*RAW DATA*
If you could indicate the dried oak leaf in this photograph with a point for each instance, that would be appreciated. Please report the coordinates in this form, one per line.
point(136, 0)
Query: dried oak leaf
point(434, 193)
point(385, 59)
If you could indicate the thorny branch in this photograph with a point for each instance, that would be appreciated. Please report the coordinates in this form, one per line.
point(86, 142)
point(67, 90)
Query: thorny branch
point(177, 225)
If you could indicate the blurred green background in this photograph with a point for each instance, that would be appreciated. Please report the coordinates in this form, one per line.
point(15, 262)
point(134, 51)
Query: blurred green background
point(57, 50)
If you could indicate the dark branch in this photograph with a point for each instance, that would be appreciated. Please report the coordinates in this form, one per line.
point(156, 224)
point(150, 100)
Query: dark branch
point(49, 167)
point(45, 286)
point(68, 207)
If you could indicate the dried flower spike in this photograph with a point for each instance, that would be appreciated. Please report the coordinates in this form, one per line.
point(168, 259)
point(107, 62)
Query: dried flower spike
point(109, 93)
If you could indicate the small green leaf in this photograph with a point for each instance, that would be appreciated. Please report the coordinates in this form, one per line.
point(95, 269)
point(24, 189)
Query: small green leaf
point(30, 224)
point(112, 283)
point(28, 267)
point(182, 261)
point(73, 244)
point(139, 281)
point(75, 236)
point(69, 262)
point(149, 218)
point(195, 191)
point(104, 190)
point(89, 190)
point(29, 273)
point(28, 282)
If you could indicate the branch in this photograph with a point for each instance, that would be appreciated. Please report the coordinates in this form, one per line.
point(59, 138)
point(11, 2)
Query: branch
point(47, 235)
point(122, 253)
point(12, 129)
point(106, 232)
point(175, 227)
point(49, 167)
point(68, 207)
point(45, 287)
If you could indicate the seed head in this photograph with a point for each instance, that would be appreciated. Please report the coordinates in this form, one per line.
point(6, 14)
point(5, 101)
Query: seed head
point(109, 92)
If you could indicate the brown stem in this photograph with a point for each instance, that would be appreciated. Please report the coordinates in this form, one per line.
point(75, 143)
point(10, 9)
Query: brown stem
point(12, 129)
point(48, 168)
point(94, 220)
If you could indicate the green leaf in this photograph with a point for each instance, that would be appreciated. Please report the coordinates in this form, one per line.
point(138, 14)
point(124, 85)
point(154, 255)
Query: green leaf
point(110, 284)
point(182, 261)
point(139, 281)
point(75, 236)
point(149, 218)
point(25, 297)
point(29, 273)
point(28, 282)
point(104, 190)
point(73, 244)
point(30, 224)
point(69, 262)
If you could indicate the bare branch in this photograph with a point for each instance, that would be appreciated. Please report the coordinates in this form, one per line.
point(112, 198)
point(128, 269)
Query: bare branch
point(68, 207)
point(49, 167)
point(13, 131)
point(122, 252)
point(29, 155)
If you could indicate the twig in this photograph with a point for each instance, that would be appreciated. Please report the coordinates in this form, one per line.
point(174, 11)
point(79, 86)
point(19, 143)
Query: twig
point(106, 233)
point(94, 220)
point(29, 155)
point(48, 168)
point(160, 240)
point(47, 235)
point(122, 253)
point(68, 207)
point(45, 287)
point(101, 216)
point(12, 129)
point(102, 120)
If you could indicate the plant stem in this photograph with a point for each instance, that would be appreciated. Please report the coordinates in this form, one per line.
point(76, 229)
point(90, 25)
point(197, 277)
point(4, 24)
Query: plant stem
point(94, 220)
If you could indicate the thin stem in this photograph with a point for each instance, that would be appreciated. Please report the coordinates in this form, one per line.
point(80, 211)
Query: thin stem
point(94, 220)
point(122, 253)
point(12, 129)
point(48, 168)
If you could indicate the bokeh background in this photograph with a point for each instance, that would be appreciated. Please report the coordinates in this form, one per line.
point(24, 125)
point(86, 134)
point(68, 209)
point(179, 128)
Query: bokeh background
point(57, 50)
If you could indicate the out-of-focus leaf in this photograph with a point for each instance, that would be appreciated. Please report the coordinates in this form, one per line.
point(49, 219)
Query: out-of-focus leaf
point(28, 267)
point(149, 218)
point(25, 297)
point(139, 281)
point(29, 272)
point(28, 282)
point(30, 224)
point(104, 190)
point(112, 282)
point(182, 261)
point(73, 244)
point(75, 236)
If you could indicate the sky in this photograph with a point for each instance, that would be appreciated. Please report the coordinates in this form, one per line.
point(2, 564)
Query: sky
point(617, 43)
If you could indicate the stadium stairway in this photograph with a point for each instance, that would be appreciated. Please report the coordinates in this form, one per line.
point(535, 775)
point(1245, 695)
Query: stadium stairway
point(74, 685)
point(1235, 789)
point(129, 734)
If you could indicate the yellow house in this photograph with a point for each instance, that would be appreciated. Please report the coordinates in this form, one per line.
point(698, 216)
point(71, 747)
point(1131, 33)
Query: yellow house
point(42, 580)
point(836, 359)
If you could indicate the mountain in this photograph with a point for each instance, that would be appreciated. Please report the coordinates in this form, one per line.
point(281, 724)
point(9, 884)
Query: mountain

*TO BE DONE*
Revise all of the records above, replacing "coordinates" with "positions" wherever it occurs and leaving every other part unchanged.

*FINISHED TASK*
If you could indicate the dried oak leaf in this photograph with a point for each instance, that would be appreciated. Please report the positions in this form, one per line.
point(136, 0)
Query: dried oak leaf
point(434, 193)
point(385, 59)
If you could indicate the thorny branch in this photograph with a point for each instance, that would be appreciated. Please report the positions in this form, one per line.
point(86, 142)
point(67, 90)
Query: thorny branch
point(177, 225)
If you could indicate the blurred green background in this photograph with a point for each instance, that would be appreciated. Please report the positions in this form, one per line.
point(15, 262)
point(134, 51)
Query: blurred green background
point(57, 50)
If you could indicate the dark branch in this photograph with a point for each instance, that would be appreciated. Please report the positions in this form, one per line.
point(156, 224)
point(150, 100)
Query: dark branch
point(49, 167)
point(45, 286)
point(68, 207)
If you could indicate the dried flower spike in this photograph with a point for each instance, that would be appreciated. Please report the positions in this form, one per line.
point(168, 259)
point(107, 62)
Query: dried flower spike
point(109, 93)
If you could indicate the small green leaf in this photograph with a point for each instance, that would be appreciated. Please report the positions in this form, one per line.
point(95, 269)
point(24, 189)
Query: small green leaf
point(30, 224)
point(112, 283)
point(28, 267)
point(182, 261)
point(73, 244)
point(139, 281)
point(75, 236)
point(69, 262)
point(149, 218)
point(195, 191)
point(104, 190)
point(89, 190)
point(29, 273)
point(28, 282)
If you could indicate the branch in this photograph with a point for each instance, that would be appreciated. Please report the positions in this form, one per line.
point(59, 138)
point(11, 2)
Query: branch
point(47, 235)
point(122, 253)
point(12, 129)
point(106, 232)
point(175, 227)
point(49, 167)
point(68, 207)
point(45, 287)
If you could indicate the seed head in this photograph with a point for each instance, that would be appreciated. Please report the positions in this form, one per line.
point(6, 14)
point(5, 101)
Query: seed head
point(109, 92)
If you could indicate the brown stem in this photograph with a point for each instance, that would be appreciated. Please report the positions in this form, one per line.
point(75, 143)
point(10, 9)
Query: brown stem
point(12, 129)
point(48, 168)
point(94, 220)
If you could indicate the green leaf in this photograph with a point for each instance, that would be appreciated. Please report the positions in this form, one per line.
point(138, 14)
point(124, 85)
point(154, 255)
Query: green leaf
point(110, 284)
point(182, 261)
point(139, 281)
point(75, 236)
point(149, 218)
point(25, 297)
point(29, 273)
point(28, 282)
point(104, 190)
point(73, 244)
point(30, 224)
point(69, 262)
If you could indicate the bare branch in this photograph with a point for each instance, that would be appreciated. Please report the positions in this form, one per line.
point(112, 198)
point(128, 269)
Query: bare branch
point(68, 207)
point(49, 167)
point(13, 131)
point(122, 252)
point(29, 155)
If you could indicate the twig in this photograph with a point for each instance, that would be appreciated. Please report the positions in this form, one per line.
point(174, 11)
point(79, 86)
point(19, 143)
Query: twig
point(106, 233)
point(94, 220)
point(29, 155)
point(48, 168)
point(160, 240)
point(47, 235)
point(122, 253)
point(68, 207)
point(45, 287)
point(101, 216)
point(12, 129)
point(102, 120)
If you could indicate the plant stem in this photograph with a point for each instance, that would be appreciated. Please report the positions in this form, one per line.
point(76, 229)
point(90, 25)
point(197, 277)
point(4, 24)
Query: plant stem
point(94, 220)
If you could indicate the thin stem in this photograph with a point for each instance, that would be appreciated. Please report the positions in this form, one per line.
point(80, 211)
Query: thin stem
point(94, 220)
point(122, 253)
point(12, 129)
point(48, 168)
If you could indicate the bokeh background in this photograph with a point for each instance, that would be appreciated. Please report the positions in this form, one per line.
point(24, 125)
point(86, 134)
point(68, 209)
point(179, 128)
Query: bokeh background
point(57, 50)
If you could indicate the out-of-focus leaf in this photograph with a point for each instance, that would be appreciated. Please report the positions in this form, one per line.
point(49, 219)
Query: out-of-focus leaf
point(28, 267)
point(149, 218)
point(25, 297)
point(139, 281)
point(29, 272)
point(28, 282)
point(30, 224)
point(104, 190)
point(112, 282)
point(182, 261)
point(73, 244)
point(75, 236)
If you could indicate the sky in this photograph with a point for each instance, that would be appreciated. Please report the positions in this form, one per line.
point(2, 564)
Query: sky
point(617, 43)
If you could indicate the stadium stairway in this photograph with a point for each instance, that would be appreciated. Please report the positions in this form, one per line.
point(535, 775)
point(1245, 695)
Query: stadium stairway
point(74, 685)
point(1235, 789)
point(129, 734)
If you could indicate the yellow house in this photograph with a point for each instance, that would be appreciated. Please report the positions in this form, one per line.
point(698, 216)
point(71, 747)
point(1131, 33)
Query: yellow house
point(42, 580)
point(836, 359)
If you could indicate the mountain in this photograph with a point for each instance, that would be appreciated. Please report the positions in this form, one per line.
point(281, 724)
point(9, 884)
Query: mountain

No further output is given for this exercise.